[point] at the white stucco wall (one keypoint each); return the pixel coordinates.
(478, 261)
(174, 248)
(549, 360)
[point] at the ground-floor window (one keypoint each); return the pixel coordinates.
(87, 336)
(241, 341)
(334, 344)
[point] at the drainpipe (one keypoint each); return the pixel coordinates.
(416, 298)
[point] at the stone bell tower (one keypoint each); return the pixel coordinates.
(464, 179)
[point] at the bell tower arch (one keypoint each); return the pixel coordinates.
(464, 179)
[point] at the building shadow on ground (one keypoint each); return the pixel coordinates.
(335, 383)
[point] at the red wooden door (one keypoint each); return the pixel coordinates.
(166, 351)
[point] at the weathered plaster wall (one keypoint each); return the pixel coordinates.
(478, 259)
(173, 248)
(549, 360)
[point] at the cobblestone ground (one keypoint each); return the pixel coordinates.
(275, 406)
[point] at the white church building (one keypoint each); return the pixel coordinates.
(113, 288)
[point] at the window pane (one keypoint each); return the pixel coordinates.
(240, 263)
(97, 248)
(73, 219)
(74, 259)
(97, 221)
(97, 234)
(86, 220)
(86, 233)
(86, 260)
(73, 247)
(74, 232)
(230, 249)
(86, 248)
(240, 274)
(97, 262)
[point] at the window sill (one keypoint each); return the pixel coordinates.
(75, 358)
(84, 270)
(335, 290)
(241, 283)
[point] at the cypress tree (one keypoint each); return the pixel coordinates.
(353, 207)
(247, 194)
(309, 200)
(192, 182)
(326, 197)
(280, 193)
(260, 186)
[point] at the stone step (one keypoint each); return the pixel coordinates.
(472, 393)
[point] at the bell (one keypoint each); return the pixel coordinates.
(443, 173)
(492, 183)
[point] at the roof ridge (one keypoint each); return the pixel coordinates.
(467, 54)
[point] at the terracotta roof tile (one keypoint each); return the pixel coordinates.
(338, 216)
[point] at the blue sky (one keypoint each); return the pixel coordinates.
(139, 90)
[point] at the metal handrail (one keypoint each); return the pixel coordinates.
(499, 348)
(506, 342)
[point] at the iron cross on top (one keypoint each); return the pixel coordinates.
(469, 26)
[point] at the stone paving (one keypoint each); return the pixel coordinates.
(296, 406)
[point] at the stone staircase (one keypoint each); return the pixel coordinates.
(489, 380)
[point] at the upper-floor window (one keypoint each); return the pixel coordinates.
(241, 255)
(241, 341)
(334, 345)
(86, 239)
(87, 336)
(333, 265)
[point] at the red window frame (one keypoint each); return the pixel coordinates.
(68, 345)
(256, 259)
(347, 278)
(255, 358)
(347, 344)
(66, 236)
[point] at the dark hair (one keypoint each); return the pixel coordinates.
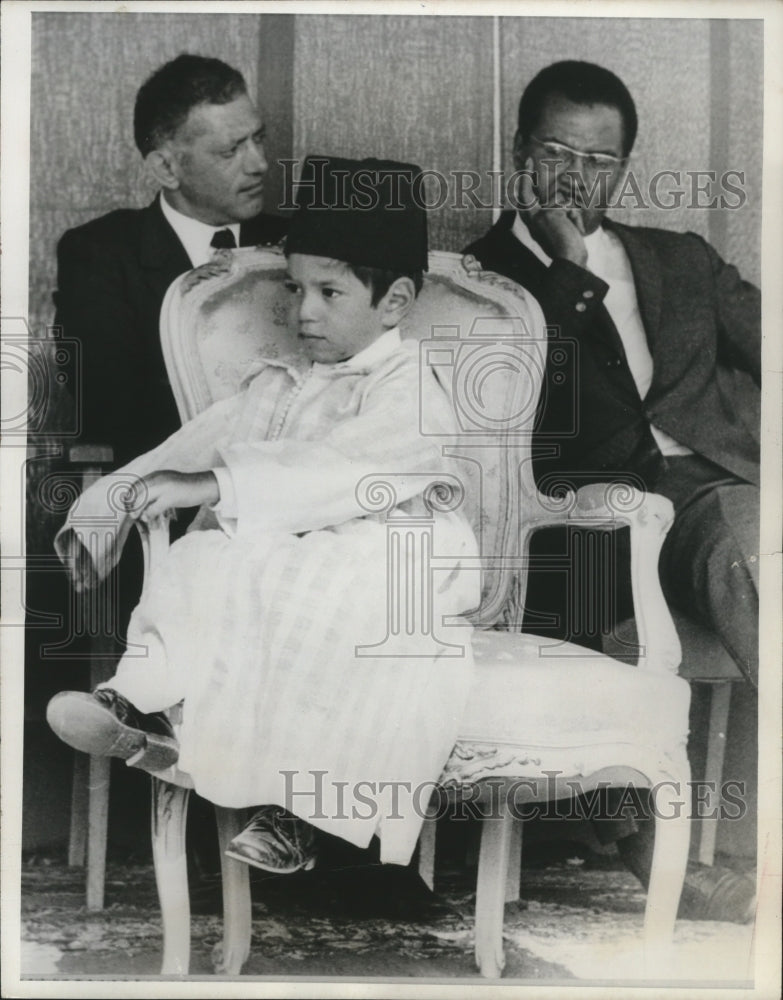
(166, 98)
(582, 83)
(379, 281)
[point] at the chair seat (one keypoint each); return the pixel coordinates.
(517, 720)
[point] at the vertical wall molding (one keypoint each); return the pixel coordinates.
(276, 98)
(720, 119)
(497, 124)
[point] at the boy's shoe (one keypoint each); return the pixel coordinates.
(106, 724)
(276, 841)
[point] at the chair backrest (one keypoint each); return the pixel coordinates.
(482, 335)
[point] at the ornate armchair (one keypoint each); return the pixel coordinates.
(538, 717)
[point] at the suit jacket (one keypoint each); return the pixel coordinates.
(112, 275)
(701, 320)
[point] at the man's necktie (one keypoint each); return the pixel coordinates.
(223, 239)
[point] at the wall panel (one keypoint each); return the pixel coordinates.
(408, 88)
(744, 87)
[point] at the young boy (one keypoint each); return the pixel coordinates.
(255, 619)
----
The output must match the records word for word, except that no pictures appear.

[point] at the white stucco wall (one keypoint each); return the pixel coordinates.
(478, 261)
(174, 248)
(549, 360)
[point] at the ground-floor window (one keypoint each); return the pixel coordinates.
(87, 336)
(241, 341)
(334, 344)
[point] at the drainpipe (one keypoint each); return the pixel coordinates.
(416, 298)
[point] at the stone bell tower (one keypoint each); return the pixel coordinates.
(464, 179)
[point] at the bell tower arch (one keypoint each); return the pixel coordinates.
(464, 179)
[point] at the building shadow on ground (one keypoint each); return the pixel coordinates.
(335, 383)
[point] at the red wooden door (one keypoint each); return the pixel coordinates.
(166, 351)
[point] at the weathered plaster wall (one keypoint each); return the pixel coordinates.
(478, 259)
(173, 248)
(549, 360)
[point] at the cobblestone ground (one keypoint each); return the pixel coordinates.
(275, 406)
[point] at the white church building (one keypoint each); return the pixel coordinates.
(113, 288)
[point] at the window pane (one keypoint each); return the pixel coordinates.
(240, 263)
(97, 248)
(73, 219)
(74, 259)
(97, 221)
(97, 234)
(86, 220)
(86, 233)
(86, 260)
(73, 247)
(74, 232)
(230, 249)
(86, 248)
(240, 274)
(97, 262)
[point] at the window sill (one keypoint each); return the pixel coordinates.
(75, 358)
(84, 270)
(335, 290)
(241, 283)
[point] at the cypress tree (one keypoint each); return the pixel coordinates.
(353, 207)
(247, 194)
(309, 200)
(192, 182)
(326, 197)
(280, 193)
(260, 186)
[point] at the stone step (one keypoint each); return the pixel coordinates.
(472, 393)
[point] at the bell (one keypoint each); return the pixel coordinates.
(443, 173)
(492, 183)
[point] at the roof ridge (one keypoint each); return the pixel coordinates.
(467, 54)
[point] at the terracotta roof tile (one keypoint each); return the pixel coordinates.
(338, 216)
[point] at the blue sky (one keypoint each); return the pixel coordinates.
(139, 90)
[point] at the metal handrail (one keypoint each); return the pixel coordinates.
(499, 348)
(506, 342)
[point] at the iron cross on top (one keypoint each); return the pixel coordinates.
(469, 26)
[point] at the stone paving (one keypoint each); return the pixel coordinates.
(296, 406)
[point] at the stone staircase (one keypoint each); return the pixel coordinates.
(489, 380)
[point] at the upper-floor window (one keypoint each); return the pixel coordinates.
(241, 255)
(241, 341)
(334, 345)
(86, 239)
(87, 336)
(333, 265)
[point] at the red window frame (one keypoint each); return the pixel coordinates.
(68, 345)
(256, 259)
(347, 278)
(255, 358)
(347, 344)
(66, 236)
[point] at the dark hair (one keypoint each); return the pixel coordinates.
(166, 98)
(582, 83)
(379, 281)
[point] at the chair seat (one keypoint each); return the pixel coordinates.
(517, 720)
[point] at the vertical wall molding (one keypoint each); return the pixel coordinates.
(276, 98)
(720, 119)
(497, 124)
[point] at the boy's shoe (one keypoint each); return the pixel coordinates.
(106, 724)
(276, 841)
[point] at the chair backrest (one keypoint each); return the pixel coordinates.
(482, 335)
[point] at the ornate armchair (one keypoint each); return the pixel coordinates.
(538, 717)
[point] at the suit jacket (one keypoint each); return the pixel coordinates.
(112, 275)
(701, 320)
[point] at the man's necktie (one keypoint each); return the pixel coordinates.
(223, 239)
[point] at the wall panel (one keypoint each); return the pixel coordinates.
(408, 88)
(744, 87)
[point] at the young boy (one keypoint each); return the pixel coordinates.
(255, 619)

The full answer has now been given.